* _HOW TO COMPLETE THIS TASK_
Take the line that contains "point: eyebrow -- one" as the first line and the final line of the records as the last; return exactly those lines and the lines between.

** DATA FOR PROCESSING follows **

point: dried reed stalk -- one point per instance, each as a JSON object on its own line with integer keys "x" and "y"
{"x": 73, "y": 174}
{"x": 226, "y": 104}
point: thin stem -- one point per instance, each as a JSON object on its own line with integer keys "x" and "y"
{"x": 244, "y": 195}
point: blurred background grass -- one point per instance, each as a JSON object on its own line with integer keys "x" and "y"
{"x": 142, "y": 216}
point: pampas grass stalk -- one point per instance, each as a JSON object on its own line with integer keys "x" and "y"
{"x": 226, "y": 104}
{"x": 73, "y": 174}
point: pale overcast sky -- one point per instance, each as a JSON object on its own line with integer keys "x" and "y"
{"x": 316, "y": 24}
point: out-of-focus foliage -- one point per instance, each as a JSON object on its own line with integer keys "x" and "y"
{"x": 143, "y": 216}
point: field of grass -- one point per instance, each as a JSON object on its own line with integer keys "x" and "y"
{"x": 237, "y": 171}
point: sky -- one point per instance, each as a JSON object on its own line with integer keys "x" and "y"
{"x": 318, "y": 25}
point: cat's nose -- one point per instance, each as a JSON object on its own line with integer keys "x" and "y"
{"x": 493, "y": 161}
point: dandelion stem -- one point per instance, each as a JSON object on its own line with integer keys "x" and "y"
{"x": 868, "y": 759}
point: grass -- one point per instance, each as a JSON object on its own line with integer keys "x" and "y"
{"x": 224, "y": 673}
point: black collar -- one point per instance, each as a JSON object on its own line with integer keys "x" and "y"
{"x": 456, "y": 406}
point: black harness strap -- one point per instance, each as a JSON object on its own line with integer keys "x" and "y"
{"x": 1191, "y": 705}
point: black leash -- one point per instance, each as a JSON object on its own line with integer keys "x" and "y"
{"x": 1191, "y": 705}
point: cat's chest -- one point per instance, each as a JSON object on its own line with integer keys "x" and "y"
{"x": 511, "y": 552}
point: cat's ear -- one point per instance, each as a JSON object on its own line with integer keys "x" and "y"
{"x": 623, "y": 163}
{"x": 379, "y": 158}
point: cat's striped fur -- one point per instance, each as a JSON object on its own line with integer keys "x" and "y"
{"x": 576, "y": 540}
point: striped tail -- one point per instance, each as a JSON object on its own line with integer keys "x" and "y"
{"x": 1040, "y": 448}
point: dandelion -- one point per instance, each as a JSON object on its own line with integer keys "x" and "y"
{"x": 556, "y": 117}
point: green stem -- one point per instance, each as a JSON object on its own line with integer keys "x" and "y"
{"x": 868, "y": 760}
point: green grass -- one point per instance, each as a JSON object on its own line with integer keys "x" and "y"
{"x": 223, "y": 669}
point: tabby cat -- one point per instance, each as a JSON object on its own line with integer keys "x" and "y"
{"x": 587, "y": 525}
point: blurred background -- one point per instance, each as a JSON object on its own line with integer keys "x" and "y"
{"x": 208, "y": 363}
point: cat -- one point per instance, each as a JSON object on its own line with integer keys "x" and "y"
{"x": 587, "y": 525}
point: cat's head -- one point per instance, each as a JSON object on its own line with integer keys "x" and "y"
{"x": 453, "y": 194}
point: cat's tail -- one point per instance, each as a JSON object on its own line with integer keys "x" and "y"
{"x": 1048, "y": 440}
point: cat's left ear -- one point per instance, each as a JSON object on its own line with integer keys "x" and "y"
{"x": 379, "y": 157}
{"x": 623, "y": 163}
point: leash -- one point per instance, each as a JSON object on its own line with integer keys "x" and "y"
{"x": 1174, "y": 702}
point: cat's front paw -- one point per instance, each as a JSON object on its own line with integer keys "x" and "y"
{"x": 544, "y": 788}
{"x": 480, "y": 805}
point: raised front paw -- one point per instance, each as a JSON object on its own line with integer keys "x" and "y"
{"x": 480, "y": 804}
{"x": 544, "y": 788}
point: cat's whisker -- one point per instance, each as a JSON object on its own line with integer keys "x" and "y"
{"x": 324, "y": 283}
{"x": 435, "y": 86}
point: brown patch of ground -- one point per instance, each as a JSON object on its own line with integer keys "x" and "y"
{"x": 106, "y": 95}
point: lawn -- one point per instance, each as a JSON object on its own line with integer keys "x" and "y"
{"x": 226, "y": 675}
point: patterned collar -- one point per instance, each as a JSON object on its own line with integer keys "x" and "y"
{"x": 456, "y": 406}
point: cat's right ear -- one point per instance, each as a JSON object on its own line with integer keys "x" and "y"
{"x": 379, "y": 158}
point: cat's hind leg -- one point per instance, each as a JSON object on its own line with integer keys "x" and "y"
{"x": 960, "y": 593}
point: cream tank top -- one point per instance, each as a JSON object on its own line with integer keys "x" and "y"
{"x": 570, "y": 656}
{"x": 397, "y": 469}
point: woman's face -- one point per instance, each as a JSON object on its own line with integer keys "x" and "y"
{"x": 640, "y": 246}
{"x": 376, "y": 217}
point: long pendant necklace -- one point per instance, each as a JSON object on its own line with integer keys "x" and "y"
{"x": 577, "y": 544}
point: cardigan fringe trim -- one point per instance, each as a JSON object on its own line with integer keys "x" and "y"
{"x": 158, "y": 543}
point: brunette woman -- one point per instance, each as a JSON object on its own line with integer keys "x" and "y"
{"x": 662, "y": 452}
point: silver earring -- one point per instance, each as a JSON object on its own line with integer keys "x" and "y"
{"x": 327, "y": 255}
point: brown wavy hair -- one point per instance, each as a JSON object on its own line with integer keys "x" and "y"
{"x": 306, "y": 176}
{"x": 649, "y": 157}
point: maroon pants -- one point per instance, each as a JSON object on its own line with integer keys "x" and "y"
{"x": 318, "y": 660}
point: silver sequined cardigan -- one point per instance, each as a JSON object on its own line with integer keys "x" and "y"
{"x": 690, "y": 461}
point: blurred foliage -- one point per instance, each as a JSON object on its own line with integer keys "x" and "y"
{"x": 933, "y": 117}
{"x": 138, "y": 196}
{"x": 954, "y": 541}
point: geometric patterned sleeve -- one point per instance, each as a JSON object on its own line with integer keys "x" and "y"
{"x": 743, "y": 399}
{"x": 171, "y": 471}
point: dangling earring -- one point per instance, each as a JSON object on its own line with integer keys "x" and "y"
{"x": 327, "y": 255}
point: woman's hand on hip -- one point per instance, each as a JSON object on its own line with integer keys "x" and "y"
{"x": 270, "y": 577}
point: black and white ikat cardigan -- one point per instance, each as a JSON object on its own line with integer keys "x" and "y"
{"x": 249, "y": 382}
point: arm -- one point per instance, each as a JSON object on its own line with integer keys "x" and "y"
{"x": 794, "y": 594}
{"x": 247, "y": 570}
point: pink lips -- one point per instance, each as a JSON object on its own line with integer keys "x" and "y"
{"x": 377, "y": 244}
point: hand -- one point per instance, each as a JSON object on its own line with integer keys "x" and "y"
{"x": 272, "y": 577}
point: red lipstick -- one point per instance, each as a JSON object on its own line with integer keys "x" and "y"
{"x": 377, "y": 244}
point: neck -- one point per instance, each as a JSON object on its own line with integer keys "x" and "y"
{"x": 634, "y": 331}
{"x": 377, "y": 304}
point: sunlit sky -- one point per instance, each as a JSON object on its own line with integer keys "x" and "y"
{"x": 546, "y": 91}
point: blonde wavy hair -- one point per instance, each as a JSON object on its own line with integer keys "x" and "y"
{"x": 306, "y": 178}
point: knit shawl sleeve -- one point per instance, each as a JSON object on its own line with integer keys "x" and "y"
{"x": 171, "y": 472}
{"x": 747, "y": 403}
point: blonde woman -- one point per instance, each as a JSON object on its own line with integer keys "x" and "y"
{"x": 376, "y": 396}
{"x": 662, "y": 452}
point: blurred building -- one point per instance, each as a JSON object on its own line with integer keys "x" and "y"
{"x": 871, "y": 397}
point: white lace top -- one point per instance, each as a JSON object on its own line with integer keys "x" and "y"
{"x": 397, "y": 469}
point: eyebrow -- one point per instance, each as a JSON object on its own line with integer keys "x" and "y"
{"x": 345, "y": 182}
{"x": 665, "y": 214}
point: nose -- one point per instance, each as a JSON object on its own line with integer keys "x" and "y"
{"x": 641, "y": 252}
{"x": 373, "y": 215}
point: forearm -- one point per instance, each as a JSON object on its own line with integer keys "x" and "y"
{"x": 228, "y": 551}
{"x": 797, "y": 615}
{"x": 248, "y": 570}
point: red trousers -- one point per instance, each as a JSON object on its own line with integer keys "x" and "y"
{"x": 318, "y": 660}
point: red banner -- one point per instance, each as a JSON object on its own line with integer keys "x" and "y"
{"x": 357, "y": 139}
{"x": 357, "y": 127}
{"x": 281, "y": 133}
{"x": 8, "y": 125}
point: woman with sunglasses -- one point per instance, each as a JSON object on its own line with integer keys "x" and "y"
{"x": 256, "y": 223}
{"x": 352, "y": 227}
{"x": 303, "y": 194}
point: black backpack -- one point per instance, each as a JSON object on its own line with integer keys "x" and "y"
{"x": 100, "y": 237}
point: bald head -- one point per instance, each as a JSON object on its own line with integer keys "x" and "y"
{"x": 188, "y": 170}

** End of DATA FOR PROCESSING **

* _WRITTEN RESPONSE_
point: eyebrow -- one point per instance, each as a JSON object on its own line with integer keys "x" and "y"
{"x": 345, "y": 182}
{"x": 665, "y": 214}
point: nose -- one point per instance, each as a JSON object on its own line with integer keys "x" and "y"
{"x": 641, "y": 252}
{"x": 373, "y": 215}
point: forearm -- one point per instance, each as a JSON object on its own line with integer keys "x" and "y"
{"x": 228, "y": 551}
{"x": 797, "y": 615}
{"x": 248, "y": 570}
point: red trousers -- one point per instance, each as a JSON object on its own line with integer keys "x" and "y"
{"x": 318, "y": 660}
point: red banner -- one point per instance, each as a JSON object on its own line with integer keys "x" and "y"
{"x": 357, "y": 139}
{"x": 357, "y": 127}
{"x": 281, "y": 133}
{"x": 8, "y": 125}
point: woman with sunglasses -- one point per instance, each as a JSON object on its own line with integer keys "x" and "y"
{"x": 256, "y": 223}
{"x": 352, "y": 227}
{"x": 303, "y": 194}
point: black backpack -- one point per instance, each as a JSON object on its own line with integer keys "x" and "y"
{"x": 100, "y": 237}
point: bald head -- one point per instance, each as a JSON object on its own line with integer keys "x" and "y"
{"x": 188, "y": 170}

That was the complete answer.